*** Block opens ***
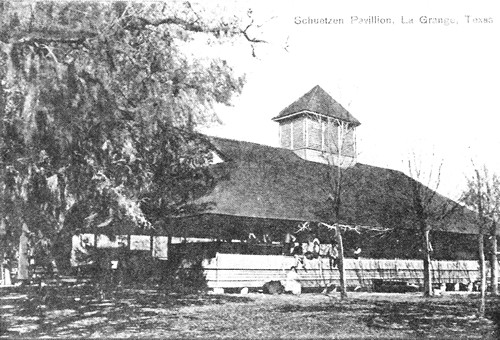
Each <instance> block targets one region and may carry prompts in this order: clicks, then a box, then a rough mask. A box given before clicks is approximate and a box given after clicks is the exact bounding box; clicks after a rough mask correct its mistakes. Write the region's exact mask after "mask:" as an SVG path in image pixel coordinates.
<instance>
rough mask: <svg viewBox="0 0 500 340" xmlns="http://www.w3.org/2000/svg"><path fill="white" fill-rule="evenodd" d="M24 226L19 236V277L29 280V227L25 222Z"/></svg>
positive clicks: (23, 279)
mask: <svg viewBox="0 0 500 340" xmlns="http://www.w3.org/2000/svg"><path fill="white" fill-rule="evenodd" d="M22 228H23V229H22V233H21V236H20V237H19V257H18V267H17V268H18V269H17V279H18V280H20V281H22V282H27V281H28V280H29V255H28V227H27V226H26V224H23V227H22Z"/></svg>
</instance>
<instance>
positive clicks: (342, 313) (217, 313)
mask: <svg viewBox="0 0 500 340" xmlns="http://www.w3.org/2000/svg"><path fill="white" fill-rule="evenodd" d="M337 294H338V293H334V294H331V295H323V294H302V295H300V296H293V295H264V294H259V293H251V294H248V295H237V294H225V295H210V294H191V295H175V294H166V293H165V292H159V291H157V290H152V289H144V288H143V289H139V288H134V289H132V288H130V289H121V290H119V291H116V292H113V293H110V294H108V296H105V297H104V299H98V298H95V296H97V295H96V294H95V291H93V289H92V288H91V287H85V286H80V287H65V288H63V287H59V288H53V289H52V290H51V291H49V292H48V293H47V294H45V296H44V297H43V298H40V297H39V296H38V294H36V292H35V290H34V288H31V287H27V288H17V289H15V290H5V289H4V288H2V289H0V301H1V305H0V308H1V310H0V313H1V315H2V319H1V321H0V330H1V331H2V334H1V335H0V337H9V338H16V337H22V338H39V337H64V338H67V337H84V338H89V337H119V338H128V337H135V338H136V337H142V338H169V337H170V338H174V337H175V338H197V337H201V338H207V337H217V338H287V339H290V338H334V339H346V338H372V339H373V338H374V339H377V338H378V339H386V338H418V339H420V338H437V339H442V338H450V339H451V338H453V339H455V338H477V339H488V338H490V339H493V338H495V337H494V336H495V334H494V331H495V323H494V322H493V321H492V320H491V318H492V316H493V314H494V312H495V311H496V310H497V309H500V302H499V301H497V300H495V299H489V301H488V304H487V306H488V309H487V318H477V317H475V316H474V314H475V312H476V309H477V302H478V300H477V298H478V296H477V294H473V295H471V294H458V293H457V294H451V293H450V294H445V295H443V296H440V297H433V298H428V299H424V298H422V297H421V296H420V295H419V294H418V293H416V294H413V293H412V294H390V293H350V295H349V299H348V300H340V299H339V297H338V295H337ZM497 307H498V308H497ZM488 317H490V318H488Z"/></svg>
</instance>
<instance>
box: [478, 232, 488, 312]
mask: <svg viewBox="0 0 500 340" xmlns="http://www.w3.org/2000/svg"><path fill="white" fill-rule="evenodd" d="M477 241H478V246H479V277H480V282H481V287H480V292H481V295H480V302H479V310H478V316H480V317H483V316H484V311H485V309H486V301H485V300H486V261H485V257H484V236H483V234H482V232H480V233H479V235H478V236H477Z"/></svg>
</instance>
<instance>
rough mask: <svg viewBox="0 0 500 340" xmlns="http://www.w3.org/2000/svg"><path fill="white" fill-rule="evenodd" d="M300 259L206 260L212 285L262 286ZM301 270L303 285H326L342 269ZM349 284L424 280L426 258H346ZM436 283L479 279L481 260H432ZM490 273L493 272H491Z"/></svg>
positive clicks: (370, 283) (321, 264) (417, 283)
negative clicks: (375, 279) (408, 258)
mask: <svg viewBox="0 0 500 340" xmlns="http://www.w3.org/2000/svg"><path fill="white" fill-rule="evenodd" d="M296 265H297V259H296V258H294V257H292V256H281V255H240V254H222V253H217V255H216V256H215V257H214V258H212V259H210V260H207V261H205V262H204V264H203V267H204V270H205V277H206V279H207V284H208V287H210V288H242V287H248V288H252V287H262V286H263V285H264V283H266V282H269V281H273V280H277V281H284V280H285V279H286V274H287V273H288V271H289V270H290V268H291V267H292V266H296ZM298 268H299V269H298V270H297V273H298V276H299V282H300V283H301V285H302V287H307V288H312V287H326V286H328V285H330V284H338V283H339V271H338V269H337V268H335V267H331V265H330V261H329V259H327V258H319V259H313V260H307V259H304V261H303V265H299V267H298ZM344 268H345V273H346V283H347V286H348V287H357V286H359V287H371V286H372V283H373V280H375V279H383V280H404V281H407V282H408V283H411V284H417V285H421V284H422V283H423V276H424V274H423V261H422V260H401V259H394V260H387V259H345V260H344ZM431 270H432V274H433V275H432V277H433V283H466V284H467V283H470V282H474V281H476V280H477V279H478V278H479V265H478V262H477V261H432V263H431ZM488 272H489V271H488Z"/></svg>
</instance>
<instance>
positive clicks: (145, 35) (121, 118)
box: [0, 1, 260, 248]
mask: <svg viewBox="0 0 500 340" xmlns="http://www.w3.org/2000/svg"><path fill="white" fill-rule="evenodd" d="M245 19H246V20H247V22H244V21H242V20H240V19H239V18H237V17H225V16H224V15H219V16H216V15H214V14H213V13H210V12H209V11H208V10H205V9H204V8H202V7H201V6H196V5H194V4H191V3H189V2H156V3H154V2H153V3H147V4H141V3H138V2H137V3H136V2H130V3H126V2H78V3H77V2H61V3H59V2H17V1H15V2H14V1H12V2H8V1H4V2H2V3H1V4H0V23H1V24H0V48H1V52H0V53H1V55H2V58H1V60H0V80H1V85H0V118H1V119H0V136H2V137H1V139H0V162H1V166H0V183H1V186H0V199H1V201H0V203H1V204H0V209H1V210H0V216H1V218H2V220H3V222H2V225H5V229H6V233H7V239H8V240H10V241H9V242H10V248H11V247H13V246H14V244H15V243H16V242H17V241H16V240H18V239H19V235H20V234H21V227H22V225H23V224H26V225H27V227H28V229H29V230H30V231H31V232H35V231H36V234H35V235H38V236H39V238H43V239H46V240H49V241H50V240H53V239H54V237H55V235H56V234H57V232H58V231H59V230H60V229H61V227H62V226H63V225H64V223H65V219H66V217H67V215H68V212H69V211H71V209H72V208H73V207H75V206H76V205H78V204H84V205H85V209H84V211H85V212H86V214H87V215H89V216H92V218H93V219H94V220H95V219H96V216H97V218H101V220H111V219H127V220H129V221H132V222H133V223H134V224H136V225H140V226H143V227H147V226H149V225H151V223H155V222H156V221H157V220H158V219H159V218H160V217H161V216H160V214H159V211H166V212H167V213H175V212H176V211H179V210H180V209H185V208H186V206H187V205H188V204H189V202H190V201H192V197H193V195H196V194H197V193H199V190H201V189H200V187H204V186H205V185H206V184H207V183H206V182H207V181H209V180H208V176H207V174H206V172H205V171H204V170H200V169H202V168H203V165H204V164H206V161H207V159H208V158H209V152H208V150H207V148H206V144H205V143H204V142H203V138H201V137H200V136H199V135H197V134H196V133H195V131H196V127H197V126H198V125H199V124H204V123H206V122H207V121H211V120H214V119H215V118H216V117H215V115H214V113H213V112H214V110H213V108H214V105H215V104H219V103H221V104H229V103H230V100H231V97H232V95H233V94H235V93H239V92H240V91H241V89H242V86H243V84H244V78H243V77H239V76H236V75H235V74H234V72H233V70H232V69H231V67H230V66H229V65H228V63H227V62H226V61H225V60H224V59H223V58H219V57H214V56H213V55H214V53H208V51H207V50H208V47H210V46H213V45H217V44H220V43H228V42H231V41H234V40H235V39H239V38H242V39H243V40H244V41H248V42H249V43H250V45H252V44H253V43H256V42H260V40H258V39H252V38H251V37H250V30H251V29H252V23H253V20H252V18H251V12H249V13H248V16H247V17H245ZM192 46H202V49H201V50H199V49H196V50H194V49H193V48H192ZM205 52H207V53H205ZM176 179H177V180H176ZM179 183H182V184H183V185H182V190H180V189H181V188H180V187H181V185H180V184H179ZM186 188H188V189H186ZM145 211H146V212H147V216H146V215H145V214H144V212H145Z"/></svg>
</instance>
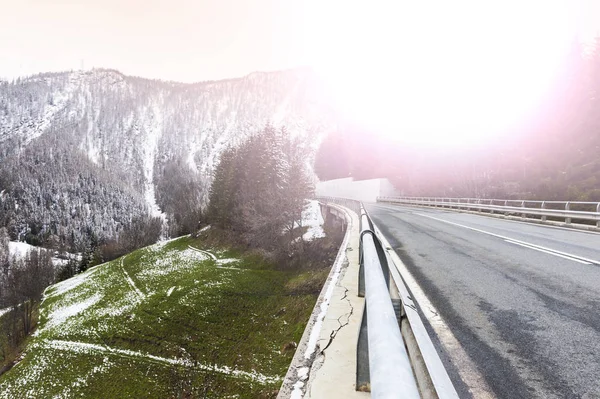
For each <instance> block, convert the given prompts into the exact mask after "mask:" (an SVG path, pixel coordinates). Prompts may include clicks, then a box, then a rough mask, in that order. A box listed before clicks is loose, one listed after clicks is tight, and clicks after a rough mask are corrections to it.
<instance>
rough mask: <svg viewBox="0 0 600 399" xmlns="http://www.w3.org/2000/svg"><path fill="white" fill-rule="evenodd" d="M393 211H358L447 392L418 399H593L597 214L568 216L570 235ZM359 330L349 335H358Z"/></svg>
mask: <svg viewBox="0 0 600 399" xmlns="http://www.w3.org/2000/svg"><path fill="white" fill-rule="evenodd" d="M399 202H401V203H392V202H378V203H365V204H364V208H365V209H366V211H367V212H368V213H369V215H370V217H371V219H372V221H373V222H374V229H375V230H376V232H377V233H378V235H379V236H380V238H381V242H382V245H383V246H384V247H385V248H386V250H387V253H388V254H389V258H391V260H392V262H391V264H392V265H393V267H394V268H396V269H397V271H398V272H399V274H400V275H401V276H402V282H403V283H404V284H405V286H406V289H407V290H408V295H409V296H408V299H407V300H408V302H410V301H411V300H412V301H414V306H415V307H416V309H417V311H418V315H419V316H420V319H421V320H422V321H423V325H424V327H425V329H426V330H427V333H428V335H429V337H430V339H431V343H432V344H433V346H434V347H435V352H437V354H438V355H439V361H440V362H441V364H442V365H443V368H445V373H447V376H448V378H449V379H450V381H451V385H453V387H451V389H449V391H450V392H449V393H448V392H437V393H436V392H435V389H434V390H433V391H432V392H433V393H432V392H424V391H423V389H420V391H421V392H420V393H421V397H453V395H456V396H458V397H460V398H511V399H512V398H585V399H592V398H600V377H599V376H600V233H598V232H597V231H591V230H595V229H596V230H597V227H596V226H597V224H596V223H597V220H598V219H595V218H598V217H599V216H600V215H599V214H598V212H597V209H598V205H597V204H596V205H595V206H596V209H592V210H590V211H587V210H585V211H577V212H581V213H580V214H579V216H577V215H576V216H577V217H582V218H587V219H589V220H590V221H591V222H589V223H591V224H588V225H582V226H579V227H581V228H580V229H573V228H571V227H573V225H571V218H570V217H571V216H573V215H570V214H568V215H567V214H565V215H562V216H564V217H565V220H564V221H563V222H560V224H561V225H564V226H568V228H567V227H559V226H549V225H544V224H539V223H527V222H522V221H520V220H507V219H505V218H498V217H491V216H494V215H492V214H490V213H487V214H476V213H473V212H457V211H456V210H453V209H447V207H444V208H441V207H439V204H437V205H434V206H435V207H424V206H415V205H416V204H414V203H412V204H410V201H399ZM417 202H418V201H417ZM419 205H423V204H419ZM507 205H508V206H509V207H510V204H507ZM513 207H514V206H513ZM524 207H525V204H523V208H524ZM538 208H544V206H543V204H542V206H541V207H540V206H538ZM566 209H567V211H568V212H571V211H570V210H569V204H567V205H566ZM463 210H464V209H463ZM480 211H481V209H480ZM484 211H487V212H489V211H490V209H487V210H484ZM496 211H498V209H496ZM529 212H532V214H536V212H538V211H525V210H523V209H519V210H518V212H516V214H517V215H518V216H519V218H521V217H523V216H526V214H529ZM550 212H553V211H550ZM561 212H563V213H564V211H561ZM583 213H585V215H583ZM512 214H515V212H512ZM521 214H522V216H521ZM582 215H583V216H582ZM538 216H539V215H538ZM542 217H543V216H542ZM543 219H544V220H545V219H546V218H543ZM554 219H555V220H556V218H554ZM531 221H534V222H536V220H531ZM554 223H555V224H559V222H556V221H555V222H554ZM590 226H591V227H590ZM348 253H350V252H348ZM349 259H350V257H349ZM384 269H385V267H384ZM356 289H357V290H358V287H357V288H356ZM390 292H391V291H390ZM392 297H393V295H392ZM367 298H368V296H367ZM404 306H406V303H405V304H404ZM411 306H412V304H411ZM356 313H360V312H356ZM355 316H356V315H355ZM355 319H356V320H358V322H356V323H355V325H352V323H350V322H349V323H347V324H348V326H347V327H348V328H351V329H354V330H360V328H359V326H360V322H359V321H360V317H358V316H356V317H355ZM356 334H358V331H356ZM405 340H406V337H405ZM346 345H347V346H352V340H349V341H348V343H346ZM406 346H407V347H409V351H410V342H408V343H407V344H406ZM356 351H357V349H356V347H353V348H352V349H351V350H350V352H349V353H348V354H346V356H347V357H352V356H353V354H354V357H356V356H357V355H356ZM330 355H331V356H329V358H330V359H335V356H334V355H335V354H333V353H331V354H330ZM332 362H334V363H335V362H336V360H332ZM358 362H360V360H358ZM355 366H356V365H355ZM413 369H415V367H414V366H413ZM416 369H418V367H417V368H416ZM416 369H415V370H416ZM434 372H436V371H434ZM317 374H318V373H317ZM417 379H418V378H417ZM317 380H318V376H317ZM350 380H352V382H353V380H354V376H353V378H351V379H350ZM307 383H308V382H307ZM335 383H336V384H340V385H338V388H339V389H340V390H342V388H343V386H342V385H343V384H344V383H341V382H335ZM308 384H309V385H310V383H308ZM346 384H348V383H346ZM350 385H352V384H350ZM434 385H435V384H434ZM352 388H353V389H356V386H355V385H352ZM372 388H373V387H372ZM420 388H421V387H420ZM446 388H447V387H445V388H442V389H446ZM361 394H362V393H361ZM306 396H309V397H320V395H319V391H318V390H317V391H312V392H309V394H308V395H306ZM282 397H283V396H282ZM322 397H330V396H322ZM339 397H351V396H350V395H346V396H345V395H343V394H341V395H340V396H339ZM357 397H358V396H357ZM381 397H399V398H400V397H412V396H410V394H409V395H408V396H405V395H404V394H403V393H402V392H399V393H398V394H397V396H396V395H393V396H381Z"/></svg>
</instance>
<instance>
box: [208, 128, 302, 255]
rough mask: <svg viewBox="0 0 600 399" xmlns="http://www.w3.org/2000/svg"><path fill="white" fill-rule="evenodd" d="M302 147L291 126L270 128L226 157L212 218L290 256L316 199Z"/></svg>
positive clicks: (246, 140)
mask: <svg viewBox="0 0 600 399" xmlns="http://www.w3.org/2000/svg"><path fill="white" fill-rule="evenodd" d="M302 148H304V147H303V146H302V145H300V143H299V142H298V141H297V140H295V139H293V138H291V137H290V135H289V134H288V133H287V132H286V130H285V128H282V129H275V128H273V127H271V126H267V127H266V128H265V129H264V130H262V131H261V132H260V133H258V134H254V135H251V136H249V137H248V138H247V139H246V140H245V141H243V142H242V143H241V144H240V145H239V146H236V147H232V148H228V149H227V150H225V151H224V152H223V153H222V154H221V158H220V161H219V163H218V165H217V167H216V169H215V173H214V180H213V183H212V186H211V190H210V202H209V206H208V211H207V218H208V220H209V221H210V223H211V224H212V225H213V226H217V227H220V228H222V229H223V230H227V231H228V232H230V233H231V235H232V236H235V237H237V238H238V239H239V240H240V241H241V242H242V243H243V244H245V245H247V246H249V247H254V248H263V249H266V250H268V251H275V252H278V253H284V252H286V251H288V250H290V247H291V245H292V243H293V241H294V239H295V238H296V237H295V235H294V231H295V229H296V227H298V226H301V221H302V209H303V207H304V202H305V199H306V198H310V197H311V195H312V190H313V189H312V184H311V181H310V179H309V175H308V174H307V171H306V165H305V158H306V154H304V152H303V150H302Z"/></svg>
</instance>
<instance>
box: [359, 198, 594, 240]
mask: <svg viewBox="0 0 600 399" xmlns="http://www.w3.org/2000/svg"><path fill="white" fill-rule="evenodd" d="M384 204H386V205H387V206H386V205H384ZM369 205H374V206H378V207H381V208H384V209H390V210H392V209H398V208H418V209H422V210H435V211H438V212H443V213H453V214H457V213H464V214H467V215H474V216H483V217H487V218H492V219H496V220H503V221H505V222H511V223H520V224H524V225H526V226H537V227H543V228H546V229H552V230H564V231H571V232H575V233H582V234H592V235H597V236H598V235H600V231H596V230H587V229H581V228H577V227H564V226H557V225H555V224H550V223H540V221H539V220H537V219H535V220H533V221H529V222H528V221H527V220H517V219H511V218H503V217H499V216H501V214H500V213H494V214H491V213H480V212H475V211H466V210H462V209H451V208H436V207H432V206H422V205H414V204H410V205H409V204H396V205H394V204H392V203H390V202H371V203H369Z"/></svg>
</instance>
*** Block closes ***
EXERCISE BRIEF> Each line of the material with the word "given" in it should be listed.

RESULT>
Each <instance> block targets one region and may carry prompts in this order: clicks, then a box, then a rough mask. A box given before clicks is approximate and a box given after clicks is the exact bounding box; clicks after a rough mask correct its mistakes. Write the region's exact mask after "mask:" as an SVG path in image pixel coordinates.
For each <instance> block, convert the given prompts into the exact mask after "mask:" (an SVG path, pixel coordinates). Prompts may include clicks, then a box, then a rough mask, in that order. A box listed before clicks is loose, one listed after clicks is tight, and clicks after a rough mask are corrections to it.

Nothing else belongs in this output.